EXCERPTED TEXT:
——————————

Anna Kendrick for "The Last Five Years"

I've long dreamed of a film adaptation of Jason Robert Brown's possibly unfilmable The Last Five Years which is, frankly, my favorite original musical of this millenium (thus far). Only Michael John LaChiusa's The Wild Party and Adam Guettel's Light in the Piazza come anywhere near it in terms of my obsessiveness. I know every word backwards and forwards. Literally at that; half of this romance-gone-awry musical (Hers) is told backwards and the other half (His) is told forwards. 

Turns out a film version is very much in the works. Writer/Director Richard LaGravenese wants to make it and Anna Kendrick, she of the perfect pitch, plans to star in it. They'll have to get funding and a male lead still. The right male lead won't be easy to come by. He's got to be a) convincingly Jewish b) comedically and dramatically gifted c) blessed with enough sexual and intellectual charisma to have the audience buy into his sudden literary stardom and understand if not quite forgive his extramarital flings and he's got to be able to sell the show's single best dramatic song "Nobody Needs to Know". 

It's tough to imagine anyone surpassing Norbert Leo Butz and Sherie Rene Scott who originated the roles off Broadway but that's a problem that only those theater aficionados who were lucky enough to see it during its run in 2002 have to contend with.

——————————

PROVIDED INFORMATION:

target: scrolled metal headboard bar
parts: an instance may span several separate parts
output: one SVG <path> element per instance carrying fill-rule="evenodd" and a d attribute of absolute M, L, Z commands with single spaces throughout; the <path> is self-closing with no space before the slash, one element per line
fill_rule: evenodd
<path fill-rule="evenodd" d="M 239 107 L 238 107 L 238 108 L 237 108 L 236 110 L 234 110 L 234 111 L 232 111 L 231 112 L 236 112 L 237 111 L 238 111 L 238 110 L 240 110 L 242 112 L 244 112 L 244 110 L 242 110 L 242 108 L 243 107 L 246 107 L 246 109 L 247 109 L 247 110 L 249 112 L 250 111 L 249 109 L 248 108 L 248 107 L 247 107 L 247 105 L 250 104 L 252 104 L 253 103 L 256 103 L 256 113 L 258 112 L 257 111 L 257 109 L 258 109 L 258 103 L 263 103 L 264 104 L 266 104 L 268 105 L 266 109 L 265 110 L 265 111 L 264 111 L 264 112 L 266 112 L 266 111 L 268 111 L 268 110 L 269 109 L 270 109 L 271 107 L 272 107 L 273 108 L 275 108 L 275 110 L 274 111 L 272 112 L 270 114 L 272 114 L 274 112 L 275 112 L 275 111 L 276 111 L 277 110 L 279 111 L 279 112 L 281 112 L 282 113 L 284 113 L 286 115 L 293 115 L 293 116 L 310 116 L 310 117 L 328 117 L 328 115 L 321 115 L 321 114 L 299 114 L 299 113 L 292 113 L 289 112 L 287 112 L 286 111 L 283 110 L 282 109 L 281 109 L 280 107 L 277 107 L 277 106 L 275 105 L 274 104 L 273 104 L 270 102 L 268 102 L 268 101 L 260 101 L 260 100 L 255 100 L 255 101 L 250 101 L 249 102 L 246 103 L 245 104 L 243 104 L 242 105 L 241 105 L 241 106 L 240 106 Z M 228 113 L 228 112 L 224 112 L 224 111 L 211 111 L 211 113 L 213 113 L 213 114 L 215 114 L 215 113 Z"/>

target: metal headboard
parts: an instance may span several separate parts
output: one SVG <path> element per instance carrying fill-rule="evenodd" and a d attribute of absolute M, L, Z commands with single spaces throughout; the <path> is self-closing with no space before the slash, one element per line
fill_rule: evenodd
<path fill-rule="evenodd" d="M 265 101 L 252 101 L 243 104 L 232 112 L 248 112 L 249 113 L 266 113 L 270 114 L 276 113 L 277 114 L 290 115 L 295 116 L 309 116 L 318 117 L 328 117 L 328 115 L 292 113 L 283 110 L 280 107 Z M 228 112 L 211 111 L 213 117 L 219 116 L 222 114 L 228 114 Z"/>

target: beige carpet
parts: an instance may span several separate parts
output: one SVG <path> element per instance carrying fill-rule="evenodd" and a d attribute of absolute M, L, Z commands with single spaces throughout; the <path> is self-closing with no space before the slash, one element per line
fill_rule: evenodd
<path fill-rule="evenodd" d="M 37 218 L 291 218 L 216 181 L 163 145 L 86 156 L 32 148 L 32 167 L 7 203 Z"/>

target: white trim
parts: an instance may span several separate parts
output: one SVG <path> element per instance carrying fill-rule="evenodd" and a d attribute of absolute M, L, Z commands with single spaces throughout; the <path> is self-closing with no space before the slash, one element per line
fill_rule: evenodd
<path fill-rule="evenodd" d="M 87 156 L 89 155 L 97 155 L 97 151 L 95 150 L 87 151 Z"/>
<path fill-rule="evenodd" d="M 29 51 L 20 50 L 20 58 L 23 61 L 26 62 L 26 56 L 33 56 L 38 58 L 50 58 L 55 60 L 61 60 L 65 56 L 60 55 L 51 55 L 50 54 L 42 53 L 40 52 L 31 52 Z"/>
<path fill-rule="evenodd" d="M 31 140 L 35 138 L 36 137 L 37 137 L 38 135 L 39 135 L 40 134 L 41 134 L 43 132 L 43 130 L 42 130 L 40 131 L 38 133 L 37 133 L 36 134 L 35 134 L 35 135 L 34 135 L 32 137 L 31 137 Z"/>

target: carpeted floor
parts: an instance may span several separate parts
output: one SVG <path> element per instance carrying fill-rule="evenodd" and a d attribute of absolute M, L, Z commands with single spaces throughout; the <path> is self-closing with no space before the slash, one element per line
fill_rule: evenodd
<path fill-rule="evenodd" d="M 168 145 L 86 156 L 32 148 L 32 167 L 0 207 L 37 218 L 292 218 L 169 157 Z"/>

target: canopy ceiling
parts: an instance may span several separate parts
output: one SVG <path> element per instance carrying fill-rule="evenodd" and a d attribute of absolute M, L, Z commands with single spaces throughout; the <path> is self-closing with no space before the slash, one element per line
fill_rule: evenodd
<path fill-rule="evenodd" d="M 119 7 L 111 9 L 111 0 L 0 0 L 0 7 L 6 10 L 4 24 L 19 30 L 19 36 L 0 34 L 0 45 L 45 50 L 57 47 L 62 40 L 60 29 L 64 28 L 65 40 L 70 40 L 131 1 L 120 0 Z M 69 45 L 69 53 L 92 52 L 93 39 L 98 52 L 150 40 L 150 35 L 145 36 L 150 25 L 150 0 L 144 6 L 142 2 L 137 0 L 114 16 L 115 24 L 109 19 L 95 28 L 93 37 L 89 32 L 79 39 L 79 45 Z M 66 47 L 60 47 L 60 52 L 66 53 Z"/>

——————————

PROMPT 1:
Answer these from the text on The Last Five Years:
(a) Which half of the musical is told backwards?
(b) Who wants to write and direct the film version?
(c) In what year did the original run take place?
PROMPT 2:
Reproduce the text on The Last Five Years from "It's tough to" up to and including "to contend with.", keeping every word and punctuation mark unchanged.

YOUR RESPONSE 1:
(a) Hers
(b) Richard LaGravenese
(c) 2002

YOUR RESPONSE 2:
It's tough to imagine anyone surpassing Norbert Leo Butz and Sherie Rene Scott who originated the roles off Broadway but that's a problem that only those theater aficionados who were lucky enough to see it during its run in 2002 have to contend with.